# RECORDS SUPPLIED

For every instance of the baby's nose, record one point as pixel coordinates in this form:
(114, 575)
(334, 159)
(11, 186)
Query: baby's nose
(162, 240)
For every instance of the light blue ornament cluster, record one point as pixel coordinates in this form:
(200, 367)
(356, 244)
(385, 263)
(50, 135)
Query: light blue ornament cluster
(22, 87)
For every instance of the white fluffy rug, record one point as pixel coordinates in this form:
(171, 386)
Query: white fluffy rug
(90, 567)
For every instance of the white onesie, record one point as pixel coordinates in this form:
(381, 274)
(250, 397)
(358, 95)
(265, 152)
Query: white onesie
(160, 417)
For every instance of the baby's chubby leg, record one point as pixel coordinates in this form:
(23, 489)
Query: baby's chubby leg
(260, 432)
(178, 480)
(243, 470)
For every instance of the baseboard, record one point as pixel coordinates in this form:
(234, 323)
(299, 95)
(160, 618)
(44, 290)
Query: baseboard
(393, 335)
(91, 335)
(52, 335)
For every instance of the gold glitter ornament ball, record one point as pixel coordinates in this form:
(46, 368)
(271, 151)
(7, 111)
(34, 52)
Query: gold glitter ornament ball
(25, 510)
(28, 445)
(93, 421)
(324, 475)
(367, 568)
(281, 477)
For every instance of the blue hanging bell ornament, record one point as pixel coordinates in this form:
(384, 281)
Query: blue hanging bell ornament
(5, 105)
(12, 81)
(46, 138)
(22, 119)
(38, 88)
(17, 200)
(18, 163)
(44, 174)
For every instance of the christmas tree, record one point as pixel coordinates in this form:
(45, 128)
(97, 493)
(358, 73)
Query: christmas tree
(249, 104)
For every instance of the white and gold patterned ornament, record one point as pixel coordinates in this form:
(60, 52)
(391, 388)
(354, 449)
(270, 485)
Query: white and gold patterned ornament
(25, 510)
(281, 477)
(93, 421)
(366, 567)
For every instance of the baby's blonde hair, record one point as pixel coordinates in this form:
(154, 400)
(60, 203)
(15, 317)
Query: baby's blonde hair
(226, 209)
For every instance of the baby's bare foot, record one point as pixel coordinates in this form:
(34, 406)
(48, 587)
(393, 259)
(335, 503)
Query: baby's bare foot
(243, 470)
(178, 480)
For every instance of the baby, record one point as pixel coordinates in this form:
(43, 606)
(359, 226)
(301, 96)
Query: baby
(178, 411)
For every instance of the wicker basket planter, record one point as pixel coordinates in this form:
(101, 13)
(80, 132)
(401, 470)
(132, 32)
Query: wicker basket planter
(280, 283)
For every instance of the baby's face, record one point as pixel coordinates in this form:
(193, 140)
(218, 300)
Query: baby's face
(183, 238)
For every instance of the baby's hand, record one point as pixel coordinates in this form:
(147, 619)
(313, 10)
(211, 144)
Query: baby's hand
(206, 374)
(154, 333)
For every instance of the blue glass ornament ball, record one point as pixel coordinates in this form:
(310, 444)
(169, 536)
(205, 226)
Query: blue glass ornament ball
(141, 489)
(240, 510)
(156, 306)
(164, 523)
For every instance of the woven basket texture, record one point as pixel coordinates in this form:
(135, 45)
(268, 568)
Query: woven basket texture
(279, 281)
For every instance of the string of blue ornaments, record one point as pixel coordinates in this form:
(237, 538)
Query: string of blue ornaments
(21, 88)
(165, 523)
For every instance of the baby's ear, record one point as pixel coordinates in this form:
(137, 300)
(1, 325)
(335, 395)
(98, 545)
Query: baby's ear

# GOAL OF THE EXERCISE
Reproduce every record above with "pixel coordinates" changed to "image coordinates" wherever it occurs, leaving everything else unchanged.

# OUTPUT BELOW
For every instance of the baby's nose, record one point as image coordinates in this form:
(114, 575)
(334, 159)
(11, 186)
Query: baby's nose
(162, 240)
For every instance of the light blue ornament cluster, record one point as image coordinates in this form:
(200, 367)
(356, 244)
(385, 263)
(50, 135)
Query: light blue ornament cluster
(22, 87)
For every instance of the white fluffy rug, record one point as image coordinates in this form:
(171, 386)
Query: white fluffy rug
(90, 567)
For every instance of the white onesie, record one point as image coordinates in this form:
(381, 274)
(250, 397)
(358, 95)
(265, 152)
Query: white onesie
(160, 417)
For every instance of the baby's chubby leg, record one point as image coordinates in this form:
(23, 489)
Query: baby's chubby leg
(260, 432)
(178, 480)
(243, 470)
For every instance of the baseboard, record one point as image coordinates in this form:
(234, 323)
(299, 95)
(160, 618)
(44, 290)
Query: baseboard
(393, 335)
(91, 335)
(52, 335)
For every instance of the gold glitter ornament ball, record one point as image coordinates in this form:
(46, 368)
(271, 151)
(7, 111)
(34, 52)
Query: gold glitter ornament ball
(25, 510)
(28, 445)
(93, 421)
(324, 475)
(367, 568)
(281, 477)
For every instance of the blue hanging bell ornament, record one point as image coordinates in this form:
(384, 281)
Query: blue hanging bell ornament
(5, 105)
(12, 81)
(46, 138)
(22, 119)
(38, 88)
(17, 200)
(18, 163)
(44, 174)
For every instance of the christmas tree, record one point as image coordinates in this form:
(45, 128)
(97, 493)
(358, 73)
Query: christmas tree
(249, 104)
For every instance of the white and gold patterned ornament, record one point as image coordinates in this form:
(60, 52)
(391, 388)
(354, 449)
(270, 485)
Query: white and gold patterned ornament
(25, 510)
(281, 477)
(93, 421)
(366, 567)
For every instance of the baby's blonde hair, record one point as image coordinates in this form:
(154, 400)
(60, 203)
(15, 317)
Query: baby's blonde hair
(226, 209)
For every instance of the baby's bare foot, record one point as image coordinates in this form:
(34, 406)
(48, 587)
(393, 259)
(335, 503)
Query: baby's bare foot
(243, 470)
(178, 480)
For every instance of the baby, record one point as image coordinates in this form:
(43, 606)
(359, 226)
(301, 96)
Query: baby
(178, 411)
For every instance of the wicker basket planter, record one point as image coordinates in this form:
(101, 13)
(80, 132)
(401, 470)
(132, 32)
Query: wicker basket planter
(280, 283)
For every instance of the baby's face, record one point as image coordinates in this form:
(193, 140)
(218, 300)
Query: baby's face
(183, 238)
For every instance of the baby's hand, record one point as image coordinates in this form:
(147, 619)
(313, 10)
(211, 144)
Query: baby's hand
(206, 374)
(154, 333)
For every instance of the blue glass ornament ball, record one point as image coordinates in this form:
(310, 444)
(169, 536)
(205, 226)
Query: blue glass ornament ball
(141, 489)
(240, 510)
(156, 306)
(164, 523)
For every instance of the woven basket texture, record one point as image coordinates in this form:
(135, 45)
(268, 568)
Query: woven basket texture
(279, 281)
For every instance of the string of blue ornaments, record one point as image coordinates in this form:
(237, 538)
Query: string of blue ornaments
(21, 88)
(165, 523)
For every instance of the baby's ear, record one point as image coordinates in this form:
(137, 300)
(1, 325)
(335, 395)
(98, 545)
Query: baby's ear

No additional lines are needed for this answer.